* What the task asks *
What is needed is an exact copy of all the entries below.

·····

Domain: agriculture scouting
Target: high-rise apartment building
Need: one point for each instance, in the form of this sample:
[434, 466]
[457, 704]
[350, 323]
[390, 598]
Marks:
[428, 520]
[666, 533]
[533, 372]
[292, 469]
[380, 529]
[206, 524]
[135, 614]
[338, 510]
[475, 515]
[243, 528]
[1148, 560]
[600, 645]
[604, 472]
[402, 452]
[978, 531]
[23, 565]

·····

* Result of this task *
Domain: agriculture scouting
Target: high-rise apartment building
Need: one point for each instance, in the form of this sample:
[434, 466]
[457, 704]
[350, 323]
[390, 598]
Marks:
[428, 520]
[666, 533]
[533, 372]
[292, 469]
[380, 529]
[206, 524]
[135, 614]
[338, 510]
[475, 515]
[243, 528]
[1148, 560]
[600, 645]
[604, 472]
[402, 452]
[978, 531]
[23, 565]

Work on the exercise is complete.